* PROBLEM TO WORK ON
Retype each of the rows below verbatim, preserving every word and punctuation mark.

* RECORDS TO USE
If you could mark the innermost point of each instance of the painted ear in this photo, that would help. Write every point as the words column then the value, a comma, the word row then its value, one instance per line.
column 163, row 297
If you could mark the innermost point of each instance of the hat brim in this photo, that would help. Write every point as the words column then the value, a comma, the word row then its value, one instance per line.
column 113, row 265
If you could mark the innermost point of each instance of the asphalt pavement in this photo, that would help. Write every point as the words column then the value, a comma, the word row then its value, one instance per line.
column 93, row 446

* THE COMPLETED TASK
If you could mark the innermost point of each instance of the painted ear in this photo, that would help. Write every point as the words column then the value, a comma, the word row then its value, one instance per line.
column 163, row 297
If you could mark the innermost point of each instance of the hat brim in this photo, that would help. Write every point as the words column then the value, a comma, the word row then its value, one instance per line.
column 113, row 265
If you could mark the innermost point of each instance of the asphalt pavement in this photo, that would help. Write every point as the words column then the value, a comma, the word row then its value, one instance per line.
column 93, row 446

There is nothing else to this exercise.